[Point-per-instance localization data]
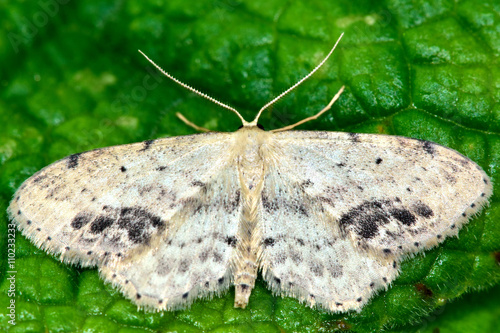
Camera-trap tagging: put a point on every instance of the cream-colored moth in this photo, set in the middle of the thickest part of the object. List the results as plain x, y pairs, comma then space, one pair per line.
325, 216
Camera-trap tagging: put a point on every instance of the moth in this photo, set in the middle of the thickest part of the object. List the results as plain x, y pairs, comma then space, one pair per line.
326, 217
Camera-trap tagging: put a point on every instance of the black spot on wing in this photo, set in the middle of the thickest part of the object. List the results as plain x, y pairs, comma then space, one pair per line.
231, 241
72, 161
100, 224
404, 216
365, 219
354, 137
147, 144
423, 210
269, 242
137, 222
81, 220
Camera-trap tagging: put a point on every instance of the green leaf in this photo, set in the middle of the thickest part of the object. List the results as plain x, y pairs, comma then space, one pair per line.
72, 80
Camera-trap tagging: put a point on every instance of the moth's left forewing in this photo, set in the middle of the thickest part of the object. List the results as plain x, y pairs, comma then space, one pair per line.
389, 194
341, 210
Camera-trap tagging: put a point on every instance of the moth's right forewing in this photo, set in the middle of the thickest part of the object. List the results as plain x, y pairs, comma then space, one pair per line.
103, 205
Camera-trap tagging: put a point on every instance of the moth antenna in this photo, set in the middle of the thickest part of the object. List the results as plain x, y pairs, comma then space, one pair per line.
326, 108
211, 99
254, 122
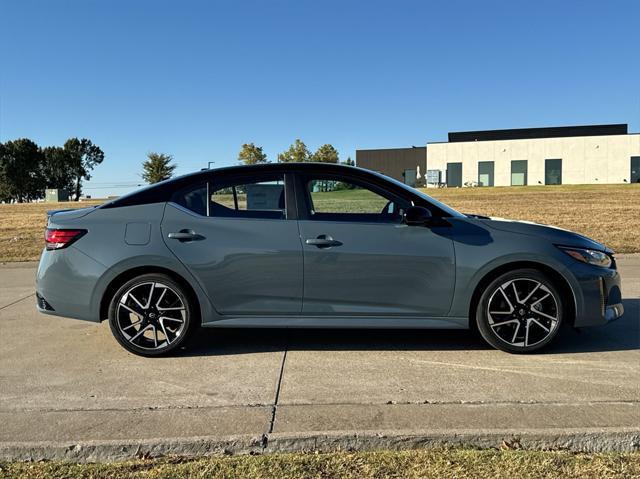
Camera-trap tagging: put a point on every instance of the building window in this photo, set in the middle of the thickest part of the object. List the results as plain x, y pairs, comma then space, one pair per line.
553, 172
454, 174
518, 172
485, 173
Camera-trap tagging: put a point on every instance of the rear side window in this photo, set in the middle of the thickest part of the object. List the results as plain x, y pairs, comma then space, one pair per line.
260, 196
194, 199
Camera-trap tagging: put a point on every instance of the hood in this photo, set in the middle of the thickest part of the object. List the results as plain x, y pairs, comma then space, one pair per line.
554, 234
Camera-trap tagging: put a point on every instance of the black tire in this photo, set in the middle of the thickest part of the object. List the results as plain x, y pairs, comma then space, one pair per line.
526, 311
165, 324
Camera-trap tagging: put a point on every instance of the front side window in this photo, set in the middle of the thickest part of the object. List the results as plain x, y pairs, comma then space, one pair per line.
336, 199
249, 197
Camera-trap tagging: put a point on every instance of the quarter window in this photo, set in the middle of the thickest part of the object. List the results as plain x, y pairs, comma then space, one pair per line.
255, 197
193, 199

#### [TASK OBJECTIVE]
The copy should match the records above exactly, except that pictures are dropped.

#### [SOLUTION TO THIS PROBLEM]
Camera-trap tagging: put a point on every instance of the cream-colored moth in this photo, set in the middle of the thickest part of the object. List the results as plain x, y pairs, comma then space, one pair per line.
325, 216
Camera-trap tagging: put a point on every instance of the moth in this photo, set in the middle of the thickest part of the object. List the results as plain x, y pairs, comma then space, one pair per line.
326, 217
Camera-trap tagging: put a point on every instance of the black spot on wing in this photo, set in the middle of the thickest part of the object. List the results as plain x, y pairs, comma then space, one pair per line.
231, 241
72, 161
100, 224
404, 216
365, 219
354, 137
147, 144
423, 210
269, 242
137, 222
81, 220
Camera-trap tagging: put a point on every instance of the green leaf in this photo, set in the middle of the thickest part of the object. List the results as plain x, y pairs, comma then space, one pair per line.
72, 80
Camera-trap tagging: put a point on every instance of the moth's left forewing in this photo, set in the middle of the thickest part of the object. List the results as plain x, y pairs, comma then space, one pair per line.
389, 194
341, 210
Camera-trap tagging: put a point on every instance of the moth's right forewing in this photo, set in the middle of the thickest part of the object. List the results as plain x, y pairs, comma then space, one pair per line.
103, 205
Camera-trap tagging: put a point on every instance of the moth antenna in this photo, set in the middle of the thickest part of the object. List the results as plain x, y pairs, comma then space, one pair per line.
326, 108
211, 99
254, 122
Camera-trap tagging: put a point on every instance of the building window in this photo, set in the middle of the thickest part of the object. List the results as plain x, y pairs, comma then space, one pair per line.
553, 172
454, 174
518, 172
485, 173
Camera-trap tagging: put a point on every instance of the rear side window in this photo, set in the middle of the thickest part of the object. List the results as plain x, y pairs, comma then space, one pair per line.
260, 196
194, 199
Camera-trap tagging: put a point on every instance of the hood in this photo, set in the middle of the thickest part of the object. List the results as plain x, y pairs, comma then space, one pair per line.
554, 234
Camera-trap tagging: put a point on every instance of the black tire in this photo, set in the middle of the thickest part of the object. List the results as plain x, y pairs, comma then space, one pair per line.
526, 311
165, 324
Camera-trap tagging: put a point on every instance of the front side window in this photo, set in the middle of the thickest part of the object. List the results as plain x, y pairs, comma then space, one pair per line.
336, 199
249, 197
Camera-trap tagging: put a point on every instance of the quarter window in this photo, set in the middle of the thickest part of the object. List the results as plain x, y pairs, comma then space, one pair per line.
255, 197
193, 199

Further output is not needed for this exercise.